MARTES 16 DE MAYO DE 2000
Ť El otro lado del espejo Ť
Ť Sergio Ramírez Ť
La narrativa nicaragüense entró en su modernidad en los años sesenta con Lizandro Chávez Alfaro (1929), un escritor costeño que había emigrado a México en busca de nuevos horizontes artísticos, empeñado en los primeros momentos en la poesía y en la pintura. Efectivamente, con Los monos de San Telmo, su libro de cuentos que recibió en 1963 el Premio Casa de las Américas en La Habana, la realidad de Nicaragua, en todos sus horrores y esplendores, fue pasada por un tamiz de lenguaje y una concepción del relato absolutamente distinta al camino seguido hasta entonces, lleno de abrojos vernáculos.

FILAS DE DATOS ::
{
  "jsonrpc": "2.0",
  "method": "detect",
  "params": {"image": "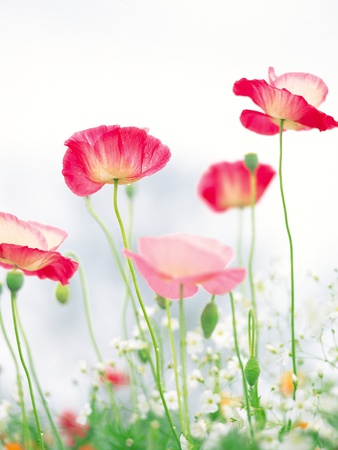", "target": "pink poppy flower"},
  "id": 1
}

[233,67,338,135]
[197,161,276,212]
[62,125,170,197]
[124,233,245,300]
[0,212,78,285]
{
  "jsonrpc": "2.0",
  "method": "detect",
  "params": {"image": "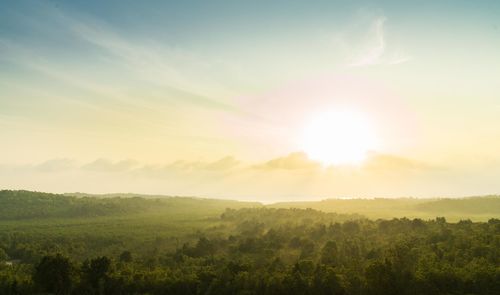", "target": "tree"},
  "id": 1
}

[33,254,74,294]
[82,256,111,294]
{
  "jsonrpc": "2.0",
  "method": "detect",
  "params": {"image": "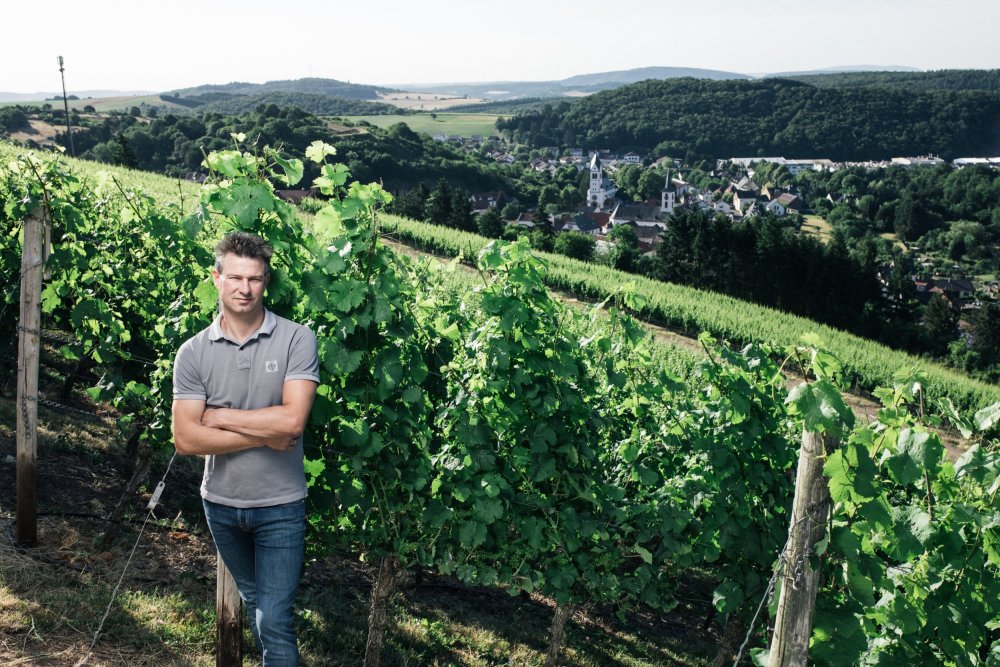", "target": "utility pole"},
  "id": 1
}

[59,56,76,157]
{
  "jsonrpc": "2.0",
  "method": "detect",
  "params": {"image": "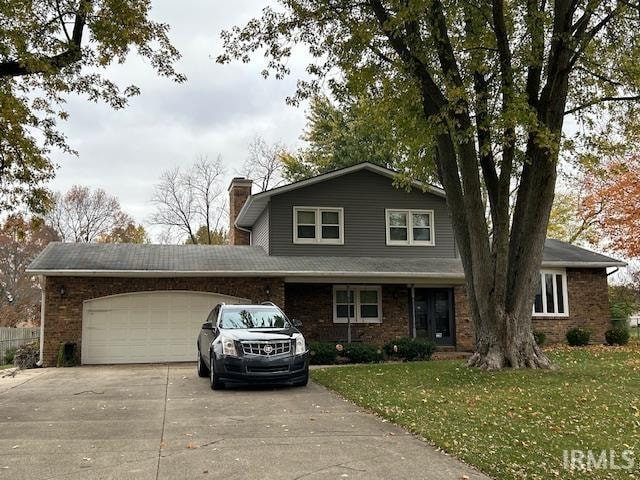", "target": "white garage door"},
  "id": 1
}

[82,291,248,364]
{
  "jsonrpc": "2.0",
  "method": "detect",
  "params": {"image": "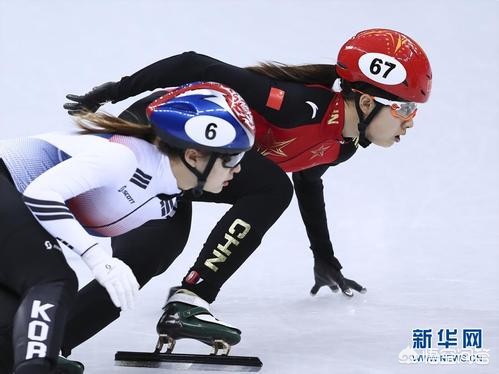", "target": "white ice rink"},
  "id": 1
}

[0,0,499,374]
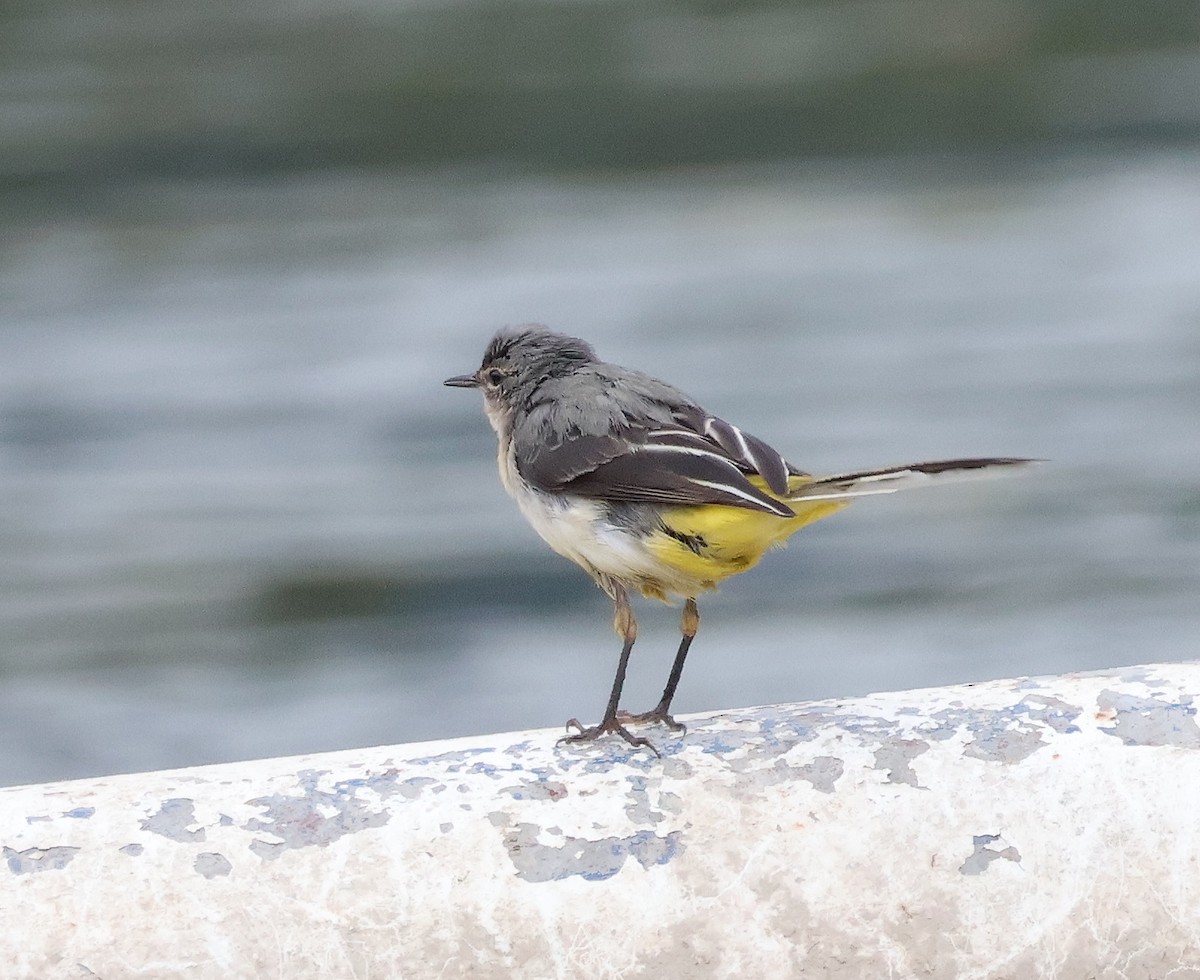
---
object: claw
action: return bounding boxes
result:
[558,715,662,758]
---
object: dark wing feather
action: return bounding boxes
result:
[521,427,794,517]
[517,365,797,517]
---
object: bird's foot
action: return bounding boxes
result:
[558,715,661,758]
[617,704,688,734]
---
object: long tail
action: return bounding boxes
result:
[785,457,1042,500]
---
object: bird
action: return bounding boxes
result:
[444,324,1036,754]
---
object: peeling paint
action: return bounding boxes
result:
[142,799,205,843]
[0,665,1200,980]
[62,806,96,820]
[792,756,846,793]
[242,770,388,860]
[872,739,929,789]
[1096,690,1200,748]
[496,780,566,802]
[194,850,233,878]
[4,846,79,874]
[504,823,684,882]
[959,834,1021,876]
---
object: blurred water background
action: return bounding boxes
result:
[0,0,1200,783]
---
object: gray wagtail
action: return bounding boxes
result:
[445,325,1032,754]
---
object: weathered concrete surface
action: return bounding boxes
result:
[0,663,1200,980]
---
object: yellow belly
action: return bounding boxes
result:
[642,476,850,599]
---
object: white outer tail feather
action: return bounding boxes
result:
[785,457,1040,501]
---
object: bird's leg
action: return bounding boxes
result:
[559,583,659,756]
[620,599,700,732]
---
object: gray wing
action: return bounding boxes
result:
[520,375,798,517]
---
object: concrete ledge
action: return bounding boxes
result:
[0,663,1200,980]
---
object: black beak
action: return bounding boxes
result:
[442,374,479,387]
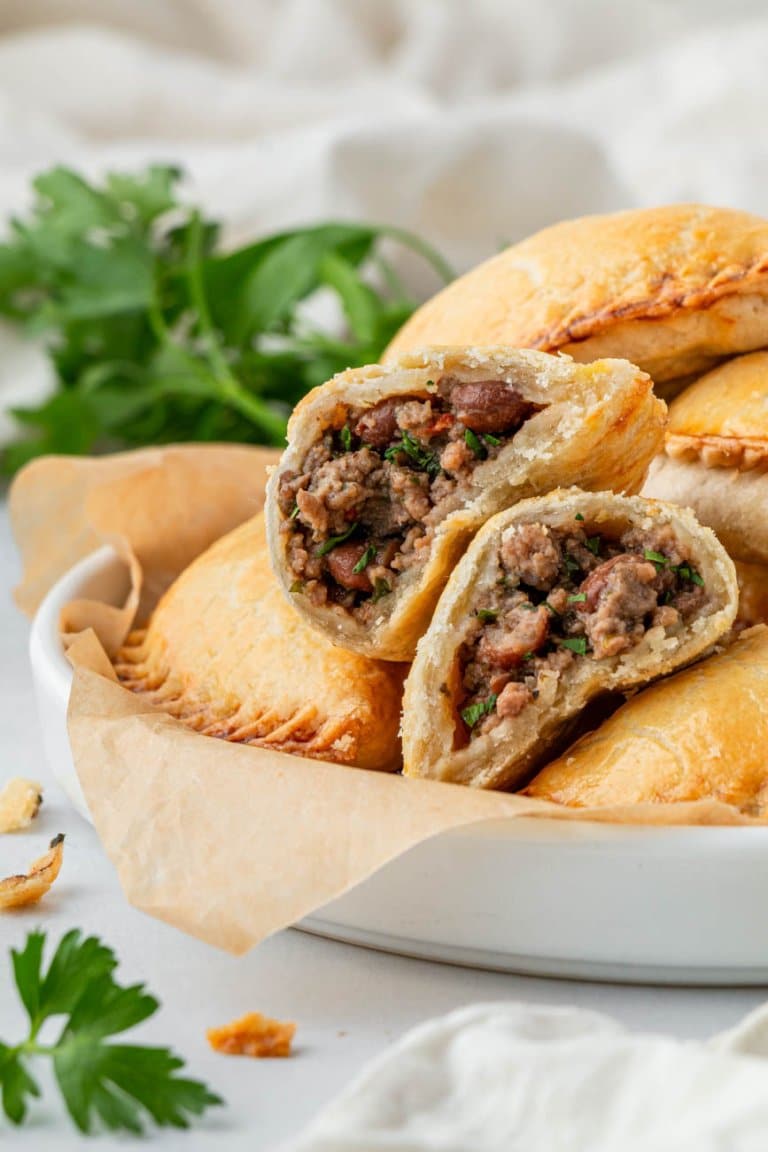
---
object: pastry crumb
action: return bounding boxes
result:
[0,833,64,911]
[206,1011,296,1059]
[0,776,43,832]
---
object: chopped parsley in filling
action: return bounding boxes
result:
[457,514,708,741]
[277,377,540,622]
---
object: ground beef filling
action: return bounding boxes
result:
[457,517,708,743]
[277,377,540,622]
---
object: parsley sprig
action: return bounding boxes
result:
[0,929,222,1135]
[0,165,451,472]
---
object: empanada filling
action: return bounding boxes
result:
[456,514,709,744]
[277,376,541,623]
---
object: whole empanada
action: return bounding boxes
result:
[642,353,768,564]
[267,348,666,660]
[386,204,768,395]
[115,514,405,771]
[525,627,768,820]
[403,488,737,788]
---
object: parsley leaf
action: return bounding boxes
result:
[317,521,358,556]
[464,429,488,460]
[462,692,496,728]
[0,930,222,1135]
[0,165,453,472]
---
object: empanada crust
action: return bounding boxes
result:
[386,204,768,394]
[642,454,768,564]
[525,626,768,820]
[666,351,768,471]
[115,514,406,771]
[403,488,738,788]
[266,348,666,660]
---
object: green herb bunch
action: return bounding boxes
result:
[0,929,222,1135]
[0,166,451,472]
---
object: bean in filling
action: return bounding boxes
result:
[277,376,541,623]
[457,517,708,743]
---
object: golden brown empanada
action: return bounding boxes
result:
[267,348,666,660]
[642,353,768,564]
[386,204,768,395]
[403,488,737,788]
[525,627,768,819]
[115,514,405,771]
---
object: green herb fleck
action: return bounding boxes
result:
[385,430,440,479]
[371,579,391,604]
[0,929,222,1136]
[557,636,587,655]
[462,692,496,728]
[352,544,377,576]
[317,521,358,556]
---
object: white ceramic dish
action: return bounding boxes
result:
[31,548,768,984]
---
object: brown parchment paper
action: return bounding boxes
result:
[10,446,754,953]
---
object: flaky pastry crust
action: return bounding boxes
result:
[266,348,666,660]
[525,626,768,819]
[115,514,405,771]
[386,204,768,395]
[403,488,738,788]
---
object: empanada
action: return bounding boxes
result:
[733,560,768,631]
[267,348,666,660]
[115,514,405,771]
[525,627,768,820]
[386,204,768,395]
[403,488,737,788]
[642,353,768,564]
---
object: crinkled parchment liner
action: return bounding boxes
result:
[10,446,753,953]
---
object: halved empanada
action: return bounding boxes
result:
[115,515,405,771]
[403,488,737,788]
[642,353,768,564]
[267,348,666,660]
[525,627,768,819]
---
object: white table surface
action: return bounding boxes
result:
[0,505,768,1152]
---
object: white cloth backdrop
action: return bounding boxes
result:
[0,0,768,438]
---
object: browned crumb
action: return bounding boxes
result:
[0,776,43,832]
[206,1011,296,1058]
[0,833,64,910]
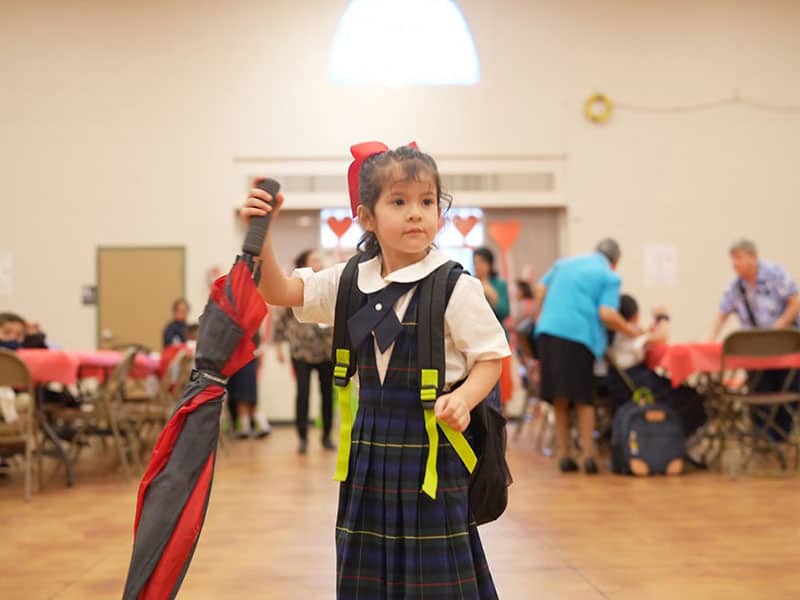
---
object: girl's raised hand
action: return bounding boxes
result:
[239,178,283,224]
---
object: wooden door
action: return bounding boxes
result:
[97,247,185,351]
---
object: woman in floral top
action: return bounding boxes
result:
[273,250,336,454]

TAREA 1 :: Reproduce al pie de la letra el texto sobre la narrativa nicaragüense entre "MARTES 16 DE" y "de abrojos vernáculos.", ambos incluidos.
TAREA 2 :: Según el texto sobre la narrativa nicaragüense, ¿son ciertas estas afirmaciones? Responde sí o no a cada una y cita las palabras exactas del texto que lo deciden. (a) Lizandro Chávez Alfaro emigró a México. (b) Los monos de San Telmo es una novela. (c) Los monos de San Telmo recibió el Premio Casa de las Américas en 1965.

RESPUESTA CORRECTA 1 ::
MARTES 16 DE MAYO DE 2000
Ť El otro lado del espejo Ť
Ť Sergio Ramírez Ť
La narrativa nicaragüense entró en su modernidad en los años sesenta con Lizandro Chávez Alfaro (1929), un escritor costeño que había emigrado a México en busca de nuevos horizontes artísticos, empeñado en los primeros momentos en la poesía y en la pintura. Efectivamente, con Los monos de San Telmo, su libro de cuentos que recibió en 1963 el Premio Casa de las Américas en La Habana, la realidad de Nicaragua, en todos sus horrores y esplendores, fue pasada por un tamiz de lenguaje y una concepción del relato absolutamente distinta al camino seguido hasta entonces, lleno de abrojos vernáculos.

RESPUESTA CORRECTA 2 ::
(a) Sí: "un escritor costeño que había emigrado a México en busca de nuevos horizontes artísticos".
(b) No: "su libro de cuentos".
(c) No: "recibió en 1963 el Premio Casa de las Américas en La Habana".